▸ **Problem statement**
Can you condense the paragraph of the project description that begins "In addition, we aim to move beyond static conditions" into a short bulleted list that keeps its main facts?

▸ **Document text**
In vivo quantification of carbon allocation in plant root networks

Project Topic: Understanding and Modeling Carbon Transport in Plants Using PET Imaging and Computational Simulation

How do plants move carbon from where it is produced to where it is needed? Understanding this question is key to improving plant resilience and productivity in changing environmental conditions, for example, under heat, drought, or limited light. However, studying the internal flow of carbon within plants is a challenging task, especially because one of the main transport systems, the phloem, is highly sensitive and difficult to observe directly.

This project aims to develop new tools and methods to better understand how carbon is transported through plant roots and shoots. We use a highly specialized imaging technique called positron emission tomography (PET), which allows us to follow the movement of a short-lived radioactive tracer (¹¹C) inside the plant. PET is unique in that it provides real-time, 3D information about how carbon moves through living tissues without harming the plant. At Forschungszentrum Jülich, PET measurements can be combined with structural imaging such as magnetic resonance imaging (MRI) to gain a more complete picture of internal plant architecture and function.

To create knowledge and understanding from these complex datasets, we build mathematical models that simulate carbon transport in the plant. These models are implemented in CADET, a modern, open-source simulation platform originally developed for process engineering. CADET now also supports modeling of biological systems and is used by researchers around the world. Our models allow us to extract important physiological information such as transport speed, storage capacity, and branching behavior in roots and other plant parts.

The next step — and the main focus of this project — is to extend the current modeling framework to represent branched transport networks like full root systems. So far, most models have focused on straight or simplified transport pathways. However, in reality, plants have complex, branched structures that influence how carbon is distributed. The new model will enable an analysis of carbon transport throughout the entire root system, and even the whole plant, using a network-based approach.

In addition, we aim to move beyond static conditions. Most current models assume that the transport behavior stays constant during the measurement period (usually around two hours). But plants continuously adjust their internal processes in response to environmental changes, such as variations in temperature or light. By incorporating time-dependent parameters, the new modeling tools will enable us to study plant responses over longer periods, from minutes to weeks.

What makes this project exciting?

• You will work at the interface of plant biology, imaging, and computational modeling.

• The project combines experimental work (PET imaging of living plants) with modeling and simulation (network-based transport models in CADET).
• You will contribute to an open-source platform with a growing international community.
• The research has direct relevance for sustainable agriculture, climate resilience, and systems biology.

The outcome of this project will deepen our understanding of how plants distribute carbon under different environmental conditions — knowledge that is critical for developing more resilient and productive crops. It will also contribute to ongoing efforts to build integrated models of whole plant behavior.

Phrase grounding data

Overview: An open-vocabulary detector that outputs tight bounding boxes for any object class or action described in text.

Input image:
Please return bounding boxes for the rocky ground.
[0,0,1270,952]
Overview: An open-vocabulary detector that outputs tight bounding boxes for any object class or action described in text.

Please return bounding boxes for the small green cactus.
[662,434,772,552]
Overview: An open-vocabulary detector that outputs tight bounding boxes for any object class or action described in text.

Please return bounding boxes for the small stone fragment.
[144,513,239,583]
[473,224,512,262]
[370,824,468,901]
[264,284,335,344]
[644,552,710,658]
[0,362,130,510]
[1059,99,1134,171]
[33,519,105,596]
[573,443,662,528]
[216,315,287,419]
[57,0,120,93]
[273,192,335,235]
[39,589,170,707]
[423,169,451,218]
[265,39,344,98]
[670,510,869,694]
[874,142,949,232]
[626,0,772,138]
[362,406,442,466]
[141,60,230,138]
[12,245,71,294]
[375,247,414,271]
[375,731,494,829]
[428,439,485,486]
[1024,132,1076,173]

▸ **Answer for the task**
- Goal: move beyond static conditions.
- Most current models assume transport behavior stays constant during the measurement period, usually about two hours.
- Plants continuously adjust their internal processes in response to environmental changes, such as shifts in temperature or light.
- Time-dependent parameters in the new modeling tools will allow study of plant responses over periods from minutes to weeks.